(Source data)
◆ ◆ ◆ ◆ ◆ ◆ ◆

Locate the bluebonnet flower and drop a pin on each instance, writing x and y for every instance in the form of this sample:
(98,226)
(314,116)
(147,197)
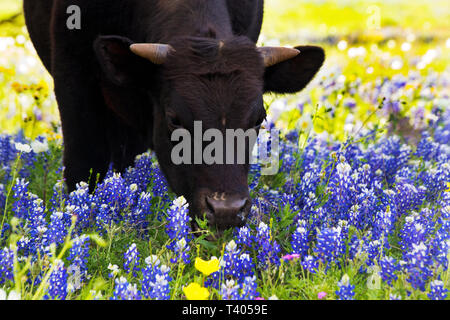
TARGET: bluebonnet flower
(268,248)
(137,217)
(57,229)
(299,240)
(310,264)
(125,291)
(437,290)
(159,188)
(80,203)
(394,296)
(330,245)
(236,263)
(389,267)
(248,289)
(346,290)
(156,279)
(57,283)
(6,265)
(178,230)
(244,237)
(229,290)
(78,256)
(417,263)
(132,260)
(59,196)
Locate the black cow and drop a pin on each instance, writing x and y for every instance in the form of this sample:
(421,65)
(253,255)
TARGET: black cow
(139,69)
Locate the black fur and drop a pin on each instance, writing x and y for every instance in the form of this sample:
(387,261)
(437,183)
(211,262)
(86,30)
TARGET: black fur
(115,105)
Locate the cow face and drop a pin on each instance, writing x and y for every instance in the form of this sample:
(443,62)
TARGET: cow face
(198,84)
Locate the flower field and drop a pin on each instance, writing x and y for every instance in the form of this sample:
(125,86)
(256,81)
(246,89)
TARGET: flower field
(360,208)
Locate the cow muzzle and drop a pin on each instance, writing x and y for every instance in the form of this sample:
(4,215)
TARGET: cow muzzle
(226,211)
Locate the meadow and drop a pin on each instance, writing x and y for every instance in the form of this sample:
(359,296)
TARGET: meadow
(360,208)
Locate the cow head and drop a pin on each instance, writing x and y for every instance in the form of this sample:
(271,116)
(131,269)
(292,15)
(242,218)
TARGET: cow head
(219,83)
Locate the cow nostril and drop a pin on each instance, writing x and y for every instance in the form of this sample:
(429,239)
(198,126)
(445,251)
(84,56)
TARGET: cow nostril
(226,205)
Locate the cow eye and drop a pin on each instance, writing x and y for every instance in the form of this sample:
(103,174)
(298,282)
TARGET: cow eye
(173,122)
(259,122)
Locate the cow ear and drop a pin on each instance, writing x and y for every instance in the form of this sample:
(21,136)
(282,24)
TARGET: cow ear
(119,65)
(294,74)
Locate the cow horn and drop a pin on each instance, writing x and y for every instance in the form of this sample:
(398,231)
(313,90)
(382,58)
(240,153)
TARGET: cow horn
(155,52)
(274,55)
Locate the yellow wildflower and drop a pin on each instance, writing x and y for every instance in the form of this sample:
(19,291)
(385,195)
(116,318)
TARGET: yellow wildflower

◆ ◆ ◆ ◆ ◆ ◆ ◆

TASK BRIEF
Starting at the line that contains "Locate the cow eye", quote each remaining line of the entries above, unchanged.

SOLVED EXERCISE
Locate the cow eye and drop a pin on each instance, writing x and y for every instance in the form of this sample:
(103,174)
(298,282)
TARGET: cow eye
(173,122)
(259,122)
Locate the cow ear and drop a pin on each instance, writing x and y for every instance in the form of this sample:
(21,136)
(282,24)
TARGET: cow ear
(119,65)
(294,74)
Locate the cow horn and drop a pin on each instance, writing x and y for every instance in the form of this sample:
(398,231)
(313,90)
(382,58)
(240,153)
TARGET: cow horn
(155,52)
(274,55)
Locate the yellow wildflower and drop a pin on each instance, writing x and y for every instance in the form of this sample:
(19,291)
(385,195)
(116,318)
TARGET: yellow wildflower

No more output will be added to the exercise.